* Begin Excerpted text *
The Mil & Aero Blog
Wednesday, August 31, 2011
  Let Skylab be a reminder of what happens to a neglected space station

Posted by John Keller

Everyone remember Skylab? You know, that orbiting laboratory that NASA operated as America's first space station from 1973 until, neglected, its orbit decayed in 1979 and Skylab burned up in the Earth's atmosphere before its remains crashed in the Southern Hemisphere -- some of it on Australia.

Such a waste.

Yes I know, there were REASONS that Skylab met such an ignominious end, most of them involving money, or the lack thereof. Skylab was a victim of NASA's success in the Apollo program that landed men on the moon for the first time. Neil Armstrong, Buzz Aldrin, 1969, Apollo 11? Of course you remember all that.

What evolved from that summer day in 1969 when Armstrong and Aldrin landed on the moon in the lunar module, within several years, was a collective yawn from the public after the first few moon missions. Everyone wondered what was next. Well what was next was the Skylab space station, but after the first moon landing even Skylab wasn't all that exciting anymore.

So for Skylab, funding ran short, and the orbiting lab was mothballed. The plan was for the yet-to-be-developed U.S. space shuttle to refurbish Skylab and reinvigorate that space station program, which fallen into disuse.

The problem with that plan was the space shuttle didn't get developed in time to save Skylab. NASA couldn't boost it to a higher orbit, and the Earth's gravity eventually sucked the orbiting lab to its doom.

Now are you wondering why I brought this up? Well, indications are that we're ready to go through Skylab Part II. The International Space Station, the multi-nation legacy of Skylab and an early Russian space station called Mir, is ready to be abandoned. Space experts are starting to fret that chances are increasing of losing the newest Space Station.

The latest chapter began with the crash of a Russian rocket that was supposed to resupply the Space Station recently due to malfunction, leaving the International Space Station short of food, water, fuel, and other essentials.

The Space Station's current crew most likely will have to leave it before another resupply mission can be attempted. Now where do we see this going? Is it sounding familiar?

I'm wondering if, due to federal budget cuts here and around the world, the International Space Station could share the same fate as Skylab. What a coincidence that would be; can't you see the scenario unfolding? Lack of money, lack of interest, lack of a way even to get to the orbiting lab.

I wish I didn't see it happening like this, but I do. Here's another delicious twist on dwindling government money. On 20 July 1969 I was a 10-year-old kid on vacation at McGrath State Beach, a campground in California, listening on a transistor radio as Armstrong and Aldrin maneuvered the Apollo 11 lunar module to the lunar surface.
* End Excerpted text *
* Begin Given information *
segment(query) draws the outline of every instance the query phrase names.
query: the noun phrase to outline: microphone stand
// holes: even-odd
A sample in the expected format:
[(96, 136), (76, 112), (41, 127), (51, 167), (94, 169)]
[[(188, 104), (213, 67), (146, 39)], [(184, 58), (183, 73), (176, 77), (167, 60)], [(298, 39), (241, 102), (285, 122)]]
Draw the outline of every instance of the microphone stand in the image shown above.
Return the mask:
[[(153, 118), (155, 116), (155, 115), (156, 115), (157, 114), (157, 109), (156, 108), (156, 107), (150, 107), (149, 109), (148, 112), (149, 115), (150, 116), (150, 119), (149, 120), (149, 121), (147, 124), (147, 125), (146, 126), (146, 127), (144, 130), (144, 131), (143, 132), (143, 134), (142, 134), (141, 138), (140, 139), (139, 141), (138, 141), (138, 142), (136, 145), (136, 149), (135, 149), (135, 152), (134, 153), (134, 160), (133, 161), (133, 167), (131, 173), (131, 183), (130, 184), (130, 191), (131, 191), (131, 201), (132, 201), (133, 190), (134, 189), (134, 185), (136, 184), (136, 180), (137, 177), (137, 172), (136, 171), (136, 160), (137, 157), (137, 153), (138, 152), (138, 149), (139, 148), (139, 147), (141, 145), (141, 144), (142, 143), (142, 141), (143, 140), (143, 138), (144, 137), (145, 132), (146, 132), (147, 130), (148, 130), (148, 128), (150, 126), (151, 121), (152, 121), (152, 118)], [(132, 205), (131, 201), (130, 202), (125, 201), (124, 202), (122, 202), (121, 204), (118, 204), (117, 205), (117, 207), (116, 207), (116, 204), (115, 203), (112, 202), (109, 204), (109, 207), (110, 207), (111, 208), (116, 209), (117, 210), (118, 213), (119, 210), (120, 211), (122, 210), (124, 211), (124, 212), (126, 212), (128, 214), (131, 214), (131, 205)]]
* End Given information *
→ **Set task 1**: According to the Skylab blog post, what was planned to refurbish Skylab and revive its program?
→ **Set task 2**: Output the stretch of the Skylab blog post from "Everyone remember Skylab?" through "remember all that.".

→ **Task answer 1**: The yet-to-be-developed U.S. space shuttle.

→ **Task answer 2**:
Everyone remember Skylab? You know, that orbiting laboratory that NASA operated as America's first space station from 1973 until, neglected, its orbit decayed in 1979 and Skylab burned up in the Earth's atmosphere before its remains crashed in the Southern Hemisphere -- some of it on Australia.

Such a waste.

Yes I know, there were REASONS that Skylab met such an ignominious end, most of them involving money, or the lack thereof. Skylab was a victim of NASA's success in the Apollo program that landed men on the moon for the first time. Neil Armstrong, Buzz Aldrin, 1969, Apollo 11? Of course you remember all that.